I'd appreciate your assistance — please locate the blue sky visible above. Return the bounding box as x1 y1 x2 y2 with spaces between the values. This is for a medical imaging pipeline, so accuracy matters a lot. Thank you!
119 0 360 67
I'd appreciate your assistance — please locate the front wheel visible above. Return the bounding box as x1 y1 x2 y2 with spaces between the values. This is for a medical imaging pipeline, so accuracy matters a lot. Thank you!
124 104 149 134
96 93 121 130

★ ★ ★ ★ ★ ★ ★

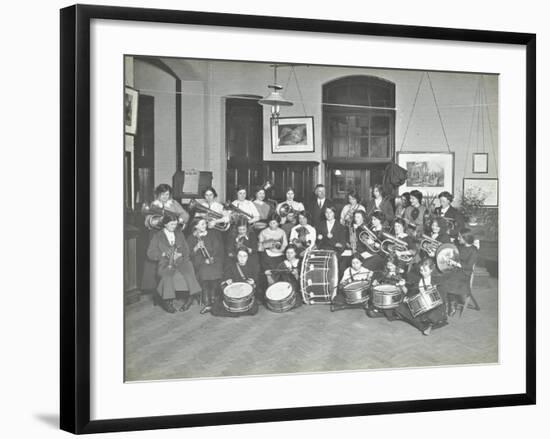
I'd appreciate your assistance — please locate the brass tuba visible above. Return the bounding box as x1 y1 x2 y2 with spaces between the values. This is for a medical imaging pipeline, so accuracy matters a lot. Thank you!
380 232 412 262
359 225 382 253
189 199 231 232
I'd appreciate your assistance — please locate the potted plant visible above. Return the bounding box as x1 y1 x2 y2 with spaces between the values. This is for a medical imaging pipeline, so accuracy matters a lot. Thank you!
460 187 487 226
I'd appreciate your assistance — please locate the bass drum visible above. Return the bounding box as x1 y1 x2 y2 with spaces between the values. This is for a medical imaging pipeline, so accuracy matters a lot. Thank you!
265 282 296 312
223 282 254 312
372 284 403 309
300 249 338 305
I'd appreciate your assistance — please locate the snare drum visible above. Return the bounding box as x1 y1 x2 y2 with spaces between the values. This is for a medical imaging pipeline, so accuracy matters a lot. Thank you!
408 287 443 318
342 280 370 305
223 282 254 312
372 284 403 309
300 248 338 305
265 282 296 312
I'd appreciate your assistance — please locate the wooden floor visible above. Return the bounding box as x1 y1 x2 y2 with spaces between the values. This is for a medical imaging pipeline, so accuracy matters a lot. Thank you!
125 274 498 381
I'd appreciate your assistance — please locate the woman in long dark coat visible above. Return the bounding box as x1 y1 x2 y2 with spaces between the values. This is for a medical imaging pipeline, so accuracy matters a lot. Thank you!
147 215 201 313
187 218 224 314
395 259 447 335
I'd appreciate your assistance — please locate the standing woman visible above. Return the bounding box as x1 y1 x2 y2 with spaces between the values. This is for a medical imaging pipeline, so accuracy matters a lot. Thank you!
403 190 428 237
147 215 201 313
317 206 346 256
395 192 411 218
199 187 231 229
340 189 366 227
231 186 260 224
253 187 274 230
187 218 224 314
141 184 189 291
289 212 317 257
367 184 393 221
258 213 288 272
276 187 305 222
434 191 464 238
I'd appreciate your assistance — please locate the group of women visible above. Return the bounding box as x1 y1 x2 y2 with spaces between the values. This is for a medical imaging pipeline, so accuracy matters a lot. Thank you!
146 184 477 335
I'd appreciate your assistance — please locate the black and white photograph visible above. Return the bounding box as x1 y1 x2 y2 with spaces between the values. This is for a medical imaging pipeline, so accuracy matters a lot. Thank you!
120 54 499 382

★ ★ ★ ★ ★ ★ ★

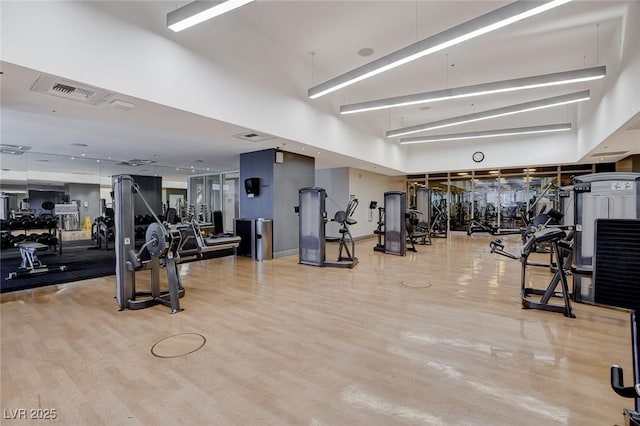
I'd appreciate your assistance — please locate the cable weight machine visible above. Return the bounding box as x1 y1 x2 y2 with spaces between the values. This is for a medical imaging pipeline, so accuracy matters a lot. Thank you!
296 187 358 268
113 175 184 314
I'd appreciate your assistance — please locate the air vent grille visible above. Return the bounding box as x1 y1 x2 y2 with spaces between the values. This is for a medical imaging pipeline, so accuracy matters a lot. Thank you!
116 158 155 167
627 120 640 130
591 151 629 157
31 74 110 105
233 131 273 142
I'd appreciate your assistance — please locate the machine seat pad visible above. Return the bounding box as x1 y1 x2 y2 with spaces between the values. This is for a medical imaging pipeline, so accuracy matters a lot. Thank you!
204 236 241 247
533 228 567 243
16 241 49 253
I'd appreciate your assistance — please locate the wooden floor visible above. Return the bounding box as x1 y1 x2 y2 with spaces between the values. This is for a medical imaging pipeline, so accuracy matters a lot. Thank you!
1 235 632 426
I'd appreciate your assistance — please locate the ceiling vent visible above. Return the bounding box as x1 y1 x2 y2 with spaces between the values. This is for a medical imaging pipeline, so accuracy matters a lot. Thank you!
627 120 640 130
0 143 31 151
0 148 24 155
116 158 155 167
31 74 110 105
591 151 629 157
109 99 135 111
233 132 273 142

★ ★ ★ ★ ★ ★ ★

- WRITTEN PROBLEM: Can you turn the lines between the one containing "I'd appreciate your assistance — please locate the blue" and the one containing "119 0 360 67", inclusive, into a JSON list of strings, with one string per line and blank lines left out?

- EXERCISE ANSWER:
[
  "I'd appreciate your assistance — please locate the blue sky visible above. Return the bounding box as x1 y1 x2 y2 with spaces between the values. This is for a medical imaging pipeline, so accuracy matters a lot. Thank you!",
  "119 0 360 67"
]